Request> Select each line in the items below that contains the string "glasses" and copy those lines.

----- Supplied data -----

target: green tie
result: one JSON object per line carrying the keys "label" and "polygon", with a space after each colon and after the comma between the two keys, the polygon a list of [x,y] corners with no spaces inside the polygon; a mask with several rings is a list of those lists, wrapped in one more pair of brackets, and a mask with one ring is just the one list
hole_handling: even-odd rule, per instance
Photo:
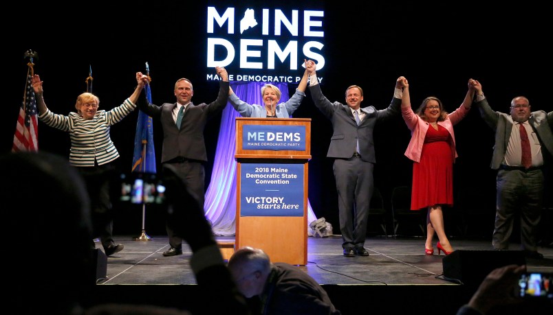
{"label": "green tie", "polygon": [[177,114],[177,128],[180,129],[180,123],[182,121],[182,116],[184,116],[184,106],[180,106],[179,113]]}

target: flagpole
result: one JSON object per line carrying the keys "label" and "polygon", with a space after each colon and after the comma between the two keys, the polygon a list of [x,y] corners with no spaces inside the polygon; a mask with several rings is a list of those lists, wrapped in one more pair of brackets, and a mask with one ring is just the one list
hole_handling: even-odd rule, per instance
{"label": "flagpole", "polygon": [[[151,82],[151,78],[150,78],[150,68],[148,66],[148,62],[146,62],[146,75],[148,76],[148,82],[149,84],[149,82]],[[148,144],[148,140],[142,139],[142,166],[143,167],[142,171],[144,172],[144,170],[145,170],[147,165],[146,151],[147,151],[147,145]],[[142,233],[140,233],[140,236],[135,237],[134,240],[140,242],[147,242],[151,240],[151,237],[150,237],[148,235],[148,234],[146,234],[146,202],[142,203]]]}
{"label": "flagpole", "polygon": [[[148,141],[142,139],[142,165],[146,165],[146,145]],[[142,232],[140,236],[134,238],[135,241],[147,242],[152,240],[148,234],[146,234],[146,202],[142,203]]]}
{"label": "flagpole", "polygon": [[88,78],[85,80],[87,82],[87,92],[92,93],[92,80],[94,79],[92,78],[92,65],[89,65],[90,70],[88,72]]}

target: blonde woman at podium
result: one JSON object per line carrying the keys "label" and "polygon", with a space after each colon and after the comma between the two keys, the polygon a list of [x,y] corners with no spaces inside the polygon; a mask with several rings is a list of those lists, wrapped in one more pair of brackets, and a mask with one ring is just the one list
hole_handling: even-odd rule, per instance
{"label": "blonde woman at podium", "polygon": [[273,84],[268,83],[261,88],[261,98],[264,104],[249,104],[241,100],[235,94],[232,88],[228,89],[228,101],[240,115],[244,117],[261,118],[290,118],[292,113],[299,107],[305,97],[305,88],[307,86],[308,73],[312,71],[315,62],[304,59],[305,71],[301,78],[296,93],[288,102],[279,104],[281,100],[281,90]]}

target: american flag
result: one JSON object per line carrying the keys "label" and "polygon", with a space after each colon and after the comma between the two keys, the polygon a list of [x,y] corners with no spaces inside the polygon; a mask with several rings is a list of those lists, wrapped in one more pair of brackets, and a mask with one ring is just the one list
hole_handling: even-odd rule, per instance
{"label": "american flag", "polygon": [[25,95],[19,109],[19,117],[14,135],[14,144],[12,152],[38,151],[39,126],[37,122],[36,100],[34,99],[34,90],[32,89],[32,67],[29,67],[27,71],[27,82]]}

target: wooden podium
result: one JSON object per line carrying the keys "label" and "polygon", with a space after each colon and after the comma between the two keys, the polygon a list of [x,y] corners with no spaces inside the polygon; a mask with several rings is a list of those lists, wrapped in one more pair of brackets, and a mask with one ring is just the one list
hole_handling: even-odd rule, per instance
{"label": "wooden podium", "polygon": [[311,119],[236,118],[236,249],[307,264],[310,152]]}

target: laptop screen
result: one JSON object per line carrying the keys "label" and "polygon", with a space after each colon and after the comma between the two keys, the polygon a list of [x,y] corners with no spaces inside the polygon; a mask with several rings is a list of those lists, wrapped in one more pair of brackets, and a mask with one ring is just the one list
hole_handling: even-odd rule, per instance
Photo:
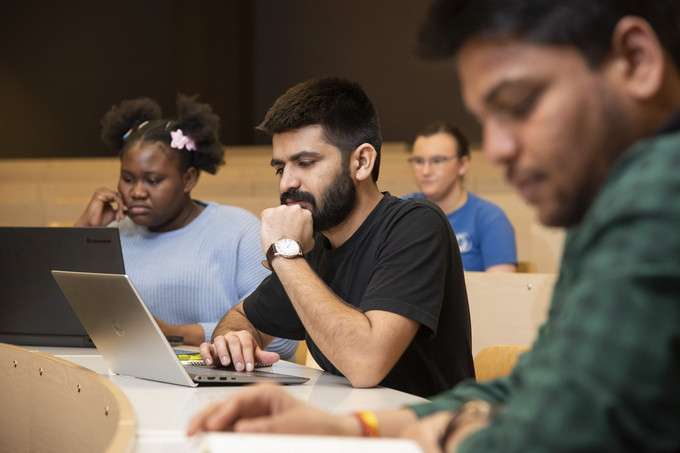
{"label": "laptop screen", "polygon": [[0,227],[0,341],[93,346],[53,269],[124,274],[118,229]]}

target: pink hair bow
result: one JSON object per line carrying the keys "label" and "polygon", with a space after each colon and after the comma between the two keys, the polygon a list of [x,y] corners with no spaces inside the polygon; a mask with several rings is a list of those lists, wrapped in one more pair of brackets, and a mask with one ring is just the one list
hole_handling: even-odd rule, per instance
{"label": "pink hair bow", "polygon": [[196,143],[184,135],[182,129],[170,131],[170,137],[172,137],[172,142],[170,142],[171,147],[175,149],[186,149],[187,151],[196,151]]}

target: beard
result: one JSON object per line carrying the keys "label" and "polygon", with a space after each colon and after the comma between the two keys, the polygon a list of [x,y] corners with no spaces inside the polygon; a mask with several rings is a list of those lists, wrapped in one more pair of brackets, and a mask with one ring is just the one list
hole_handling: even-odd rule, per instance
{"label": "beard", "polygon": [[312,205],[314,232],[326,231],[342,223],[354,209],[357,199],[354,181],[349,169],[343,171],[330,183],[321,196],[321,203],[309,192],[293,189],[281,194],[281,204],[286,200],[304,201]]}

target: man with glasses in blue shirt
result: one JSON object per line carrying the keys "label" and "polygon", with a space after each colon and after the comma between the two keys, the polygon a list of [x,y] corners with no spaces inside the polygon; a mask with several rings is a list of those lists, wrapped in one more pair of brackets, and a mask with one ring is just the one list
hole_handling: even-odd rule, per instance
{"label": "man with glasses in blue shirt", "polygon": [[451,222],[466,271],[515,272],[515,231],[503,210],[465,190],[470,148],[454,125],[438,121],[423,128],[408,159],[420,192],[402,198],[427,198]]}

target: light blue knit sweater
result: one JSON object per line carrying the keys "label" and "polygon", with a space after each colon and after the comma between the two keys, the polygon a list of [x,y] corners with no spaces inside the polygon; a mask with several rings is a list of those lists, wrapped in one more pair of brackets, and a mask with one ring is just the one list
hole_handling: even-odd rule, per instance
{"label": "light blue knit sweater", "polygon": [[[120,230],[125,271],[151,313],[170,324],[198,323],[210,341],[217,322],[269,271],[260,246],[260,221],[245,209],[212,202],[189,225],[152,233],[129,218]],[[267,348],[282,358],[297,342],[277,338]]]}

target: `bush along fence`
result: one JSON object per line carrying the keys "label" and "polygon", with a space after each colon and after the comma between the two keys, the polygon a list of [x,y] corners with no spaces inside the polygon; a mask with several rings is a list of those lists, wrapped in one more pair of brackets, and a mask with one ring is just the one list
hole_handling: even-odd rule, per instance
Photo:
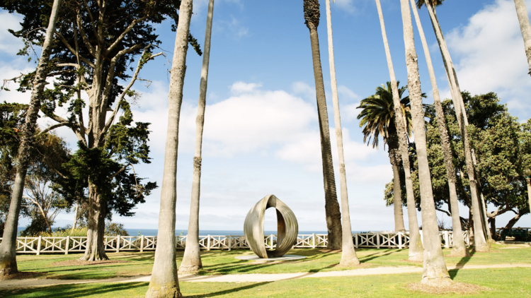
{"label": "bush along fence", "polygon": [[[452,231],[440,231],[441,244],[443,247],[452,247]],[[422,231],[421,231],[422,236]],[[470,244],[468,231],[463,231],[467,245]],[[352,235],[355,248],[373,249],[405,249],[409,244],[409,234],[407,232],[375,232],[355,233]],[[186,245],[186,236],[176,236],[178,250],[184,249]],[[1,242],[1,238],[0,238]],[[277,243],[277,236],[270,234],[264,237],[266,248],[273,249]],[[299,234],[294,249],[315,249],[326,247],[328,235],[324,234]],[[201,249],[250,249],[245,236],[207,235],[199,237],[199,246]],[[149,251],[156,247],[156,236],[106,236],[105,237],[105,251]],[[86,249],[86,237],[18,237],[16,243],[16,252],[18,254],[64,254],[84,252]]]}

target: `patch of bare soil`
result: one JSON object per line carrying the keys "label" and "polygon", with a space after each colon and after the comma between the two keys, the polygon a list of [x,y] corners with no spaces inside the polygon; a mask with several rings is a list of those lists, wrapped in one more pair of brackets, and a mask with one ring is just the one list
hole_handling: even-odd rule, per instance
{"label": "patch of bare soil", "polygon": [[409,290],[414,292],[439,295],[443,294],[475,294],[479,292],[489,290],[488,287],[481,287],[477,285],[463,282],[453,282],[450,286],[434,287],[433,285],[423,285],[421,282],[411,283],[406,287]]}
{"label": "patch of bare soil", "polygon": [[105,261],[81,261],[81,260],[68,260],[60,262],[54,262],[50,265],[52,266],[82,266],[86,265],[106,265],[113,264],[115,263],[129,263],[129,261],[118,260],[105,260]]}
{"label": "patch of bare soil", "polygon": [[28,278],[37,278],[45,274],[45,273],[42,273],[40,272],[19,272],[15,274],[10,274],[8,275],[0,275],[0,280],[25,280]]}

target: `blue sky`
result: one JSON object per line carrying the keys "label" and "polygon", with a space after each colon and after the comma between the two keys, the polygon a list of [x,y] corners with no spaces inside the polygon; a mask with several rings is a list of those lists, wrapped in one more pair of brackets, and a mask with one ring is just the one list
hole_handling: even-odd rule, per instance
{"label": "blue sky", "polygon": [[[324,1],[319,27],[329,113],[333,124]],[[190,32],[203,44],[207,0],[194,1]],[[526,1],[531,8],[531,1]],[[399,1],[382,0],[396,78],[405,84]],[[387,153],[362,144],[355,107],[380,84],[389,81],[376,6],[372,0],[336,0],[332,6],[336,69],[344,133],[346,166],[353,230],[394,228],[393,209],[386,208],[383,190],[392,171]],[[449,97],[447,82],[426,8],[419,11],[430,47],[441,96]],[[494,91],[512,114],[531,117],[527,100],[531,80],[512,0],[447,0],[438,16],[463,90],[472,94]],[[0,12],[0,73],[3,78],[29,70],[21,46],[7,28],[20,17]],[[200,225],[202,230],[241,230],[249,210],[259,199],[276,195],[295,213],[301,230],[326,230],[324,195],[309,35],[302,1],[216,0],[205,114]],[[423,92],[432,103],[431,86],[416,30]],[[158,24],[161,47],[171,59],[175,33],[169,22]],[[195,118],[202,57],[188,51],[181,111],[178,163],[178,230],[186,229],[192,180]],[[142,93],[133,107],[136,121],[152,123],[152,163],[135,167],[141,177],[160,185],[166,138],[171,64],[164,57],[151,61],[135,88]],[[11,89],[14,90],[11,85]],[[27,101],[28,95],[0,93],[0,101]],[[49,125],[40,120],[43,126]],[[331,124],[333,126],[333,124]],[[332,127],[333,129],[333,127]],[[75,136],[58,130],[72,145]],[[334,157],[337,149],[332,140]],[[336,160],[336,162],[337,160]],[[337,165],[336,165],[337,177]],[[338,180],[336,179],[336,180]],[[160,189],[139,205],[133,217],[115,216],[130,228],[156,228]],[[492,208],[491,208],[492,209]],[[463,208],[464,215],[468,211]],[[404,213],[406,210],[404,210]],[[450,224],[450,220],[439,213]],[[268,215],[270,215],[268,213]],[[274,228],[274,215],[266,230]],[[71,223],[62,213],[56,225]],[[510,215],[498,217],[505,225]],[[531,225],[521,219],[517,226]],[[420,216],[419,216],[420,222]],[[27,220],[22,221],[22,224]]]}

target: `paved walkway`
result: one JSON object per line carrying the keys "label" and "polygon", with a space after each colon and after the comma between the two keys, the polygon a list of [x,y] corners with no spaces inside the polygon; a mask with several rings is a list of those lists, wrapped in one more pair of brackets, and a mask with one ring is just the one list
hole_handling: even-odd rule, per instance
{"label": "paved walkway", "polygon": [[[456,269],[486,269],[525,267],[531,268],[531,263],[503,263],[489,265],[450,265],[448,270]],[[330,278],[334,276],[360,276],[383,274],[422,273],[421,267],[377,267],[372,268],[355,269],[344,271],[327,271],[316,273],[273,273],[273,274],[234,274],[226,275],[182,275],[181,282],[261,282],[278,280],[293,280],[306,278]],[[52,280],[26,279],[2,280],[0,289],[19,288],[28,287],[48,287],[57,285],[72,285],[94,282],[149,282],[151,275],[134,276],[131,278],[115,278],[105,280]]]}

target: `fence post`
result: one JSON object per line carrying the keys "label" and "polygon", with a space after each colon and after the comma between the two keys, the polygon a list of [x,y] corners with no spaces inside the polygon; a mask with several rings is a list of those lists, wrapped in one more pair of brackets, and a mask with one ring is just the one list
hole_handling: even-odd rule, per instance
{"label": "fence post", "polygon": [[450,249],[450,235],[448,231],[445,231],[445,247]]}
{"label": "fence post", "polygon": [[39,236],[39,239],[37,240],[37,256],[40,254],[40,239],[42,236]]}
{"label": "fence post", "polygon": [[67,244],[64,246],[64,254],[68,254],[68,246],[70,246],[70,236],[67,236]]}

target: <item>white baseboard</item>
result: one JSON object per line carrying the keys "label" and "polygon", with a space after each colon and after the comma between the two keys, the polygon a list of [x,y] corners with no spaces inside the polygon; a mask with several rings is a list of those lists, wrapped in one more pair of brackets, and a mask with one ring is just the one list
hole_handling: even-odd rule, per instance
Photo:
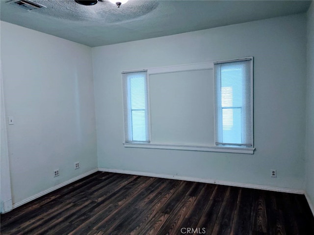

-----

Full answer>
target: man with glasses in blue shirt
{"label": "man with glasses in blue shirt", "polygon": [[451,222],[466,271],[515,272],[515,231],[503,210],[465,190],[470,148],[454,125],[438,121],[423,128],[408,159],[420,192],[402,198],[427,198]]}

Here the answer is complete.